EXTRAIT À LIRE:
Paris, le lundi 31 août 2015 – La semaine dernière, la Confédération des syndicats médicaux français (CSMF) a tenu sa conférence de presse de rentrée qui a été l’occasion pour elle de rappeler son hostilité sans nuance au projet de loi de santé et notamment à la généralisation du tiers payant. Cependant, l’organisation n’a évoqué aucune action massive pour manifester sa colère, tout au plus a-t-elle réitéré ses appels à la désobéissance concernant l’application du tiers payant. De son côté, MG France prépare une journée de grève le 5 octobre, mais veut croire que le débat au Sénat contribuera à faire évoluer favorablement le texte.
Rassembler au-delà de la seule sphère libérale ?
Parallèlement à cette attitude attentiste, voire même pacifique, un front constitué par la Fédération des médecins de France (FMF), l’Union française pour une médecine libre (UFML), le Syndicat des médecins libéraux (SML) et le Bloc n’a guère d’espoir dans les travaux du Sénat, n’ignorant pas que la commission mixte paritaire viendra de toute manière défaire ce qui pourrait être amendé par les pensionnaires du Palais du Luxembourg. Aussi ces organisations plaident-elles depuis plusieurs mois pour une action forte. Cependant, les formes de cette dernière ont longtemps été sujettes à discussion, tandis que les mouvements locaux, tout en se multipliant, peinaient à avoir un véritable impact. Vendredi, les syndicats ont finalement dévoilé leurs cartes : installés à La Rochelle à quelques mètres des universités d’été du Parti socialiste, les représentants de ces organisations ont annoncé un appel à la grève illimité à partir du 3 octobre, en l’absence d’un retrait total du projet. Ils espèrent pouvoir créer un très large mouvement, dépassant les seuls médecins libéraux en s’appuyant également sur les médecins hospitaliers (qui pour l’heure se sont pourtant montrés plutôt favorables au projet de loi) et sur les patients. Dans cette fronde, les chirurgiens et spécialistes des blocs opératoires pourraient être en première ligne, comme l’ont affirmé les responsables du Bloc, cités par le Quotidien du médecin.
Menace sur le secret médical
Pour parvenir à cette union et à un blocage total des soins et pour justifier une telle action, les quatre syndicats ne se contentent plus de concentrer leur discours sur le tiers payant généralisé. Ils s’intéressent également de manière de plus en plus prégnante aux dangers représentés par certaines dispositions sur le secret médical. « Le tiers-payant généralisé fonctionnera avec le dossier médical partagé, qui sera aux mains de l'Assurance-maladie. Or l'article 47 de la loi indique qu'il sera ‘partagé avec l'ensemble des acteurs professionnels de santé et non-professionnels de santé’ intervenant directement dans la prise en charge du patient. Cela ouvre la porte à la levée du secret médical et à la commercialisation des données du patient » redoute ainsi Patrick Guenebeaud, porte-parole de la coordination des médecins généralistes des Hautes-Pyrénées. Cette préoccupation croissante des médecins est également partagée par certains patients qui cet été sur les réseaux sociaux ont vu croître la popularité du "Collectif médecins, patients et autres soignants unis contre le projet de loi de santé".

CONSIGNE: Reproduisez à l'identique le passage de l'article sur le projet de loi de santé qui commence par « Paris, le lundi » et se termine par « sphère libérale ? ».

DONNÉES FOURNIES:
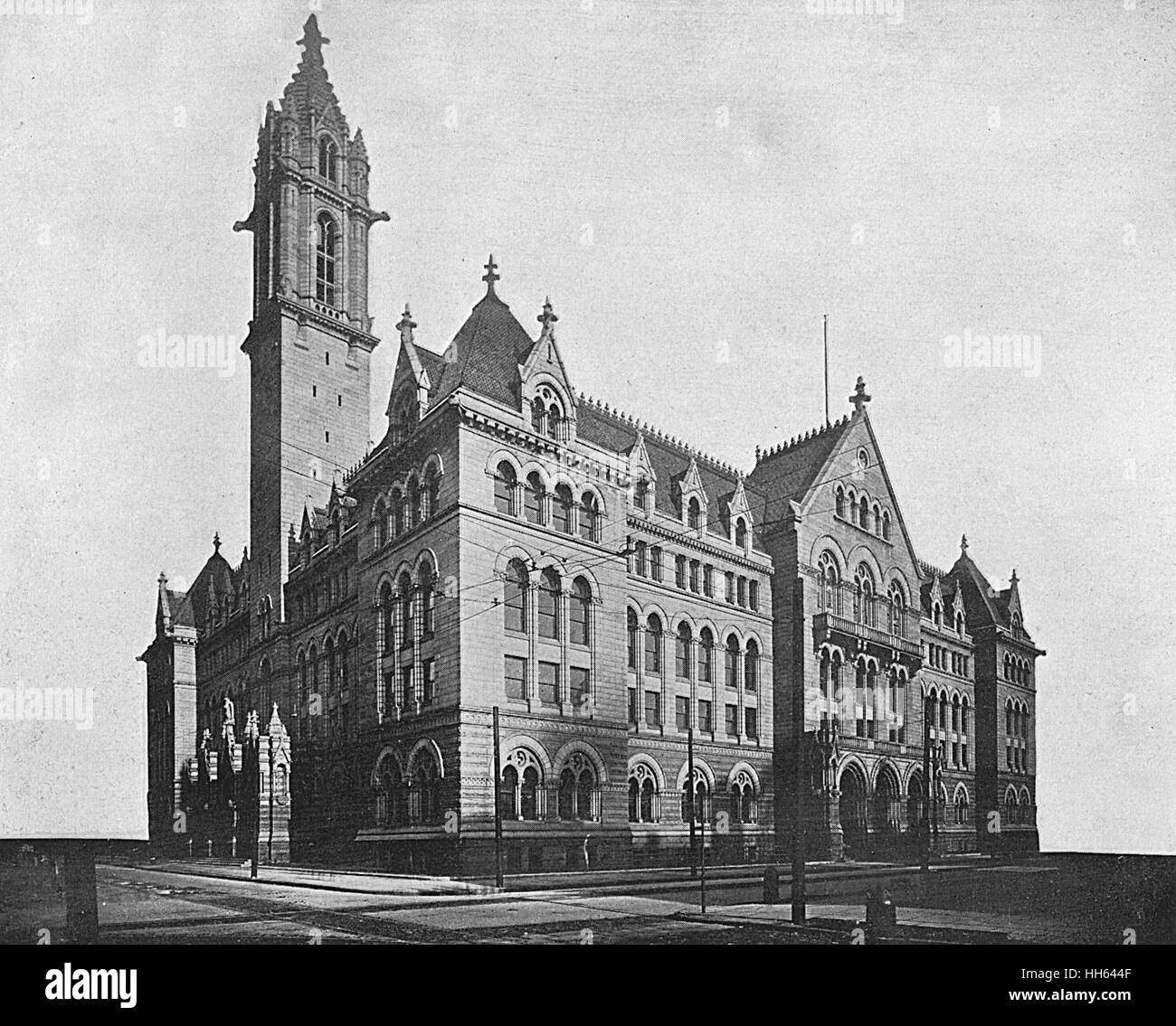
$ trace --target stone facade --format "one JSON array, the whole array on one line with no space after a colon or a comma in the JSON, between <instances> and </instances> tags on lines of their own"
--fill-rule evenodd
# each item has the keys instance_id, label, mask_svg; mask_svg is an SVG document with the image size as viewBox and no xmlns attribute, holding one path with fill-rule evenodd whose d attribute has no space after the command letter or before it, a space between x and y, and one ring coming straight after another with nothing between
<instances>
[{"instance_id":1,"label":"stone facade","mask_svg":"<svg viewBox=\"0 0 1176 1026\"><path fill-rule=\"evenodd\" d=\"M1042 652L1016 581L916 558L861 381L853 416L744 475L577 393L550 302L526 330L492 256L443 354L406 308L367 444L386 215L323 42L312 15L239 224L252 551L230 566L218 539L183 595L161 578L141 657L153 839L182 843L182 811L196 851L230 843L256 789L223 783L240 745L218 774L201 738L276 708L275 860L490 873L497 807L507 872L677 863L703 836L709 859L757 861L799 800L814 856L917 851L928 810L940 850L1035 845Z\"/></svg>"}]
</instances>

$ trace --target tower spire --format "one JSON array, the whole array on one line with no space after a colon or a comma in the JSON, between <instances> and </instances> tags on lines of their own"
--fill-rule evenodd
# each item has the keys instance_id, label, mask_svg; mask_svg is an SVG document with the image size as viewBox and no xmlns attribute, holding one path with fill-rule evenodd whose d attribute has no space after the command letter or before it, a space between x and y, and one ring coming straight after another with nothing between
<instances>
[{"instance_id":1,"label":"tower spire","mask_svg":"<svg viewBox=\"0 0 1176 1026\"><path fill-rule=\"evenodd\" d=\"M496 282L502 275L497 274L499 266L494 262L494 254L490 254L490 259L482 264L486 268L486 274L482 275L482 281L486 282L486 295L493 296L494 282Z\"/></svg>"}]
</instances>

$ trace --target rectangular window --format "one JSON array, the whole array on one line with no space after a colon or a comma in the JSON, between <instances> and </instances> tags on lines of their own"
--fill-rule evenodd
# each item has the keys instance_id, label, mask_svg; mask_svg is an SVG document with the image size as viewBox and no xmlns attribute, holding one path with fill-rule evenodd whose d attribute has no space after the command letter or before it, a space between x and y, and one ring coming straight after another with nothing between
<instances>
[{"instance_id":1,"label":"rectangular window","mask_svg":"<svg viewBox=\"0 0 1176 1026\"><path fill-rule=\"evenodd\" d=\"M646 692L646 726L661 726L661 692Z\"/></svg>"},{"instance_id":2,"label":"rectangular window","mask_svg":"<svg viewBox=\"0 0 1176 1026\"><path fill-rule=\"evenodd\" d=\"M573 666L568 670L568 685L572 690L572 704L582 705L588 700L590 691L588 671L582 666Z\"/></svg>"},{"instance_id":3,"label":"rectangular window","mask_svg":"<svg viewBox=\"0 0 1176 1026\"><path fill-rule=\"evenodd\" d=\"M428 705L436 697L437 689L437 660L425 660L425 690L421 695L421 704Z\"/></svg>"},{"instance_id":4,"label":"rectangular window","mask_svg":"<svg viewBox=\"0 0 1176 1026\"><path fill-rule=\"evenodd\" d=\"M560 700L559 663L539 664L539 700L543 705L555 705Z\"/></svg>"},{"instance_id":5,"label":"rectangular window","mask_svg":"<svg viewBox=\"0 0 1176 1026\"><path fill-rule=\"evenodd\" d=\"M507 685L507 698L527 697L527 660L517 656L507 656L503 660L503 677Z\"/></svg>"}]
</instances>

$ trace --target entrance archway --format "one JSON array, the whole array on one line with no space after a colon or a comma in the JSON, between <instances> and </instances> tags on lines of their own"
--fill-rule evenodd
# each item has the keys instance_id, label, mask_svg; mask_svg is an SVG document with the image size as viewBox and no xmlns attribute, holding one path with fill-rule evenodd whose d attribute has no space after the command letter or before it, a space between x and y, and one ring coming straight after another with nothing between
<instances>
[{"instance_id":1,"label":"entrance archway","mask_svg":"<svg viewBox=\"0 0 1176 1026\"><path fill-rule=\"evenodd\" d=\"M848 858L861 858L866 852L866 778L853 763L841 773L841 833Z\"/></svg>"}]
</instances>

PROBLÈME RÉSOLU:
Paris, le lundi 31 août 2015 – La semaine dernière, la Confédération des syndicats médicaux français (CSMF) a tenu sa conférence de presse de rentrée qui a été l’occasion pour elle de rappeler son hostilité sans nuance au projet de loi de santé et notamment à la généralisation du tiers payant. Cependant, l’organisation n’a évoqué aucune action massive pour manifester sa colère, tout au plus a-t-elle réitéré ses appels à la désobéissance concernant l’application du tiers payant. De son côté, MG France prépare une journée de grève le 5 octobre, mais veut croire que le débat au Sénat contribuera à faire évoluer favorablement le texte.
Rassembler au-delà de la seule sphère libérale ?